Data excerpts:
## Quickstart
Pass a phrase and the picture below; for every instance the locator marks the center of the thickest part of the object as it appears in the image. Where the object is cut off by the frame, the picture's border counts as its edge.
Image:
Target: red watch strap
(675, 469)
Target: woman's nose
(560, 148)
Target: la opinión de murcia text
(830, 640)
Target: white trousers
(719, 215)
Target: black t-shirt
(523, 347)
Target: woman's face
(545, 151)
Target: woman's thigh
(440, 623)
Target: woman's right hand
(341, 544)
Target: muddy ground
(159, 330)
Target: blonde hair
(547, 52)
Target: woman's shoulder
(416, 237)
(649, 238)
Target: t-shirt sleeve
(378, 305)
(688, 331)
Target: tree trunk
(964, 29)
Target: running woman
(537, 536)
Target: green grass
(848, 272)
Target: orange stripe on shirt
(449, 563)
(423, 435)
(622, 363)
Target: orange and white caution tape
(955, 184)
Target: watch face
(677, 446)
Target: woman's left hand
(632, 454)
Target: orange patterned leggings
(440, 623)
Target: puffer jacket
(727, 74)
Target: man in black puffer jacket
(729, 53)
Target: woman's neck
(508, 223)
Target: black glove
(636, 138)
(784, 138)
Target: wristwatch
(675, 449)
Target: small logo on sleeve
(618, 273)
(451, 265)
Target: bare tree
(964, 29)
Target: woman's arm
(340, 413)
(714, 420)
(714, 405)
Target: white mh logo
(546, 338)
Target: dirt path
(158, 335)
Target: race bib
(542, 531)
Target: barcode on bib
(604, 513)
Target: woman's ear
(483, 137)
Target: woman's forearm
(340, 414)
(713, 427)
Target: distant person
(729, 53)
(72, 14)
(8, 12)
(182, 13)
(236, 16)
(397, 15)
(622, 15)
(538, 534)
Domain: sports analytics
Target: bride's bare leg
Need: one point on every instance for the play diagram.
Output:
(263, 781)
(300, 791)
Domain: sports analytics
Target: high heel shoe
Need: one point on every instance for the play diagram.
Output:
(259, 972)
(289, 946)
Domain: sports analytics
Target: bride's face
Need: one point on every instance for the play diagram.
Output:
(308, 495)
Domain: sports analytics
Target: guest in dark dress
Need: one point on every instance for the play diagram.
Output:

Work to complete:
Write the entries above out again, verbatim.

Response box:
## Quickstart
Pass a phrase and the picture below; for every instance the locator marks the center of the thickest part of the object as it appears in the image. Where the object is cut off by the frame, the picture's border counts as its edge.
Image:
Target: red watch strap
(675, 469)
Target: woman's nose
(560, 148)
Target: la opinión de murcia text
(830, 640)
Target: white trousers
(719, 215)
Target: black t-shirt
(523, 347)
Target: woman's face
(545, 151)
Target: woman's thigh
(440, 623)
Target: woman's right hand
(341, 544)
Target: muddy ground
(159, 330)
Target: blonde hair
(547, 52)
Target: woman's shoulder
(416, 237)
(649, 238)
Target: t-shirt sleeve
(378, 305)
(688, 331)
Target: tree trunk
(964, 29)
Target: running woman
(537, 536)
Target: green grass
(848, 272)
Target: orange stripe on shirt
(449, 563)
(423, 435)
(622, 363)
Target: orange and white caution tape
(955, 184)
Target: watch face
(677, 446)
Target: woman's left hand
(632, 454)
Target: orange patterned leggings
(440, 623)
Target: puffer jacket
(727, 74)
Target: man in black puffer jacket
(729, 53)
Target: woman's neck
(508, 223)
Target: black glove
(636, 138)
(784, 138)
Target: wristwatch
(675, 449)
Target: small logo on sleeve
(618, 273)
(451, 265)
Target: bare tree
(964, 29)
Target: woman's arm
(340, 413)
(714, 420)
(714, 405)
Target: white mh logo
(546, 338)
Target: dirt path
(158, 335)
Target: race bib
(542, 531)
Target: barcode on bib
(604, 513)
Target: woman's ear
(483, 137)
Target: woman's forearm
(340, 414)
(713, 427)
Target: distant person
(729, 53)
(72, 14)
(8, 12)
(182, 13)
(236, 16)
(397, 15)
(622, 15)
(538, 534)
Domain: sports analytics
Target: bride's bare leg
Need: one point on every instance for the play diagram.
Output:
(263, 781)
(300, 791)
Domain: sports analytics
Target: high heel shoe
Need: one point on every instance for the play diagram.
Output:
(259, 972)
(289, 946)
Domain: sports analytics
Target: bride's face
Need: one point on every instance for the play diagram.
Output:
(308, 495)
Domain: sports analytics
Target: guest in dark dress
Need: one point on every instance for the play diagram.
Output:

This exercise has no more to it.